• [TEXT SHOWN]:

====

I see. And people so. Right. Yeah. Now, as we've seen since. And obviously, there's a weird
sort of connection with Lee Harvey Oswald having sort of CIA ties and, you know, directly after the
assassination, he outwardly claims, I'm a pass.
Hatsy and then he's assassinated, you know, hours after JFK is killed.
It's incredible.
Yeah.
It leads to a lot of speculation and confusion.
So it was one screwed up murder investigation.
Yeah.
So then from that moment, Giancana and I'm sorry, what was the other gentleman's name?
Johnny Roselli.
Rosselli.
So these two guys now were no longer in some sort of direct conflict trying to take out Castro.
I guess the administration changed, plans changed, and they kind of fell to the wayside.
Is that fair?
Yeah, well, it becomes a real point of contention because at a certain point, and this is really
like a whole other river that runs through my story here, Johnny Roselli was essentially
the mobster who the Chicago mob sent out to Hollywood initially, and Johnny was known
is handsome Johnny.
And he dated a lot of actresses,
Lana Turner, Donna Reed from It's a Wonderful Life.
He knew Marilyn Monroe,
but he also knew a woman named Judy Campbell.
And she becomes a major figure in this story.
Because what happens is that she first goes out with Johnny,
then Johnny introduces her to Frank Sinatra,
who goes out with Judy Campbell.
She's described as like a young Elizabeth Taylor type.
And she's not a flusy.
In fact, she's kind of a, I portray her in my book as a young woman,
almost like a Monica Lewinsky in a sense that she kind of willingly gets involved
with a very powerful man, man in the Lewinsky case.
But in this case, Judy Campbell gets involved with first Johnny Roselli.
Then she has an affair with Frank Sinatra, arguably the best-known entertainer in America, the rat pack in Las Vegas.
All that's going on there.
Johnny Roselli, by that point, is the mob's guy also in Las Vegas.
He's very much involved there on behalf of the Chicago mob.
He's overseeing things both in Hollywood, but he's also in Las Vegas.
Sinatra introduces her, Judy Campbell, in
I believe it's March of 1960 during the presidential campaign,
John F. Kennedy decides to have a little relaxation in Las Vegas.
His brother-in-law, Peter Lawford, JFK's brother-in-law, Peter Lawford,
is part of the Rat Pack. He's part of the Sinatra's crowd.
And somehow Sinatra is already no longer going out with Judy,
but Judy's hanging out with them.
Sinatra introduces Judy Campbell to JFK.
And JFK and Judy Campbell begin an affair that carries on for the next two years, even right into the White House.
And so that becomes something that the FBI becomes aware of in this story.
And there's a whole story about how the FBI learns about it.

====

• [DATASET SECTION]:
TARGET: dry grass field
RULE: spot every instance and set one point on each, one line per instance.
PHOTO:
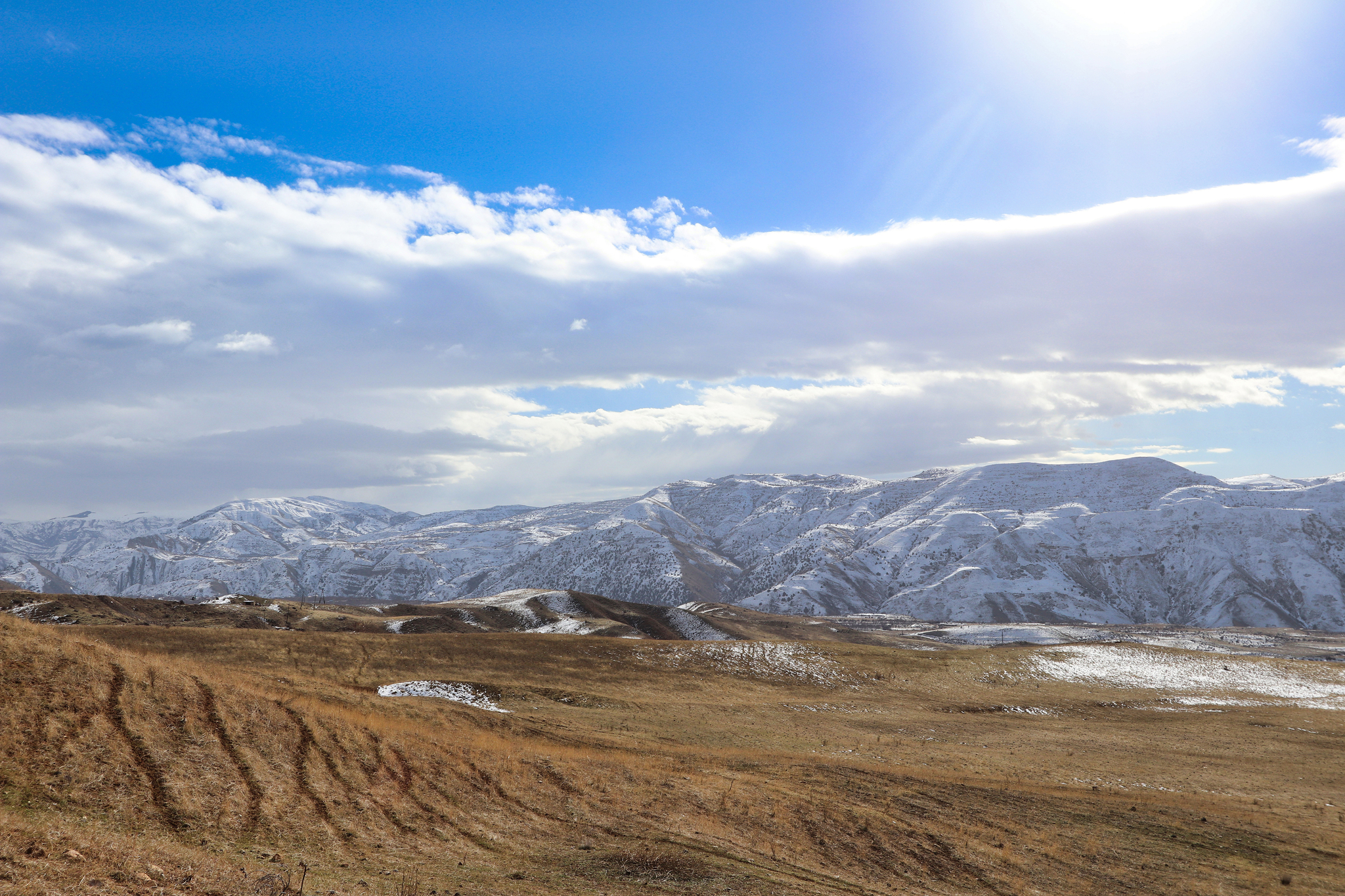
(241, 762)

====

• [REQUIREMENTS]:
a - Duplicate part of the transcript: begin at the words "So these two" and stop after "to the wayside.".
b - In the transcript, which men does Judy Campbell go out with or have an affair with?
c - Answer these questions from the transcript:
(i) What was Johnny Roselli known as?
(ii) How is Peter Lawford related to JFK?
(iii) Who introduces Judy Campbell to JFK?
The data shown with the transcript is separate material.

• [CORRECT ANSWERS]:
a -
So these two guys now were no longer in some sort of direct conflict trying to take out Castro.
I guess the administration changed, plans changed, and they kind of fell to the wayside.

b -
Johnny Roselli
Frank Sinatra
John F. Kennedy (JFK)

c -
(i) Handsome Johnny.
(ii) He is JFK's brother-in-law.
(iii) Frank Sinatra.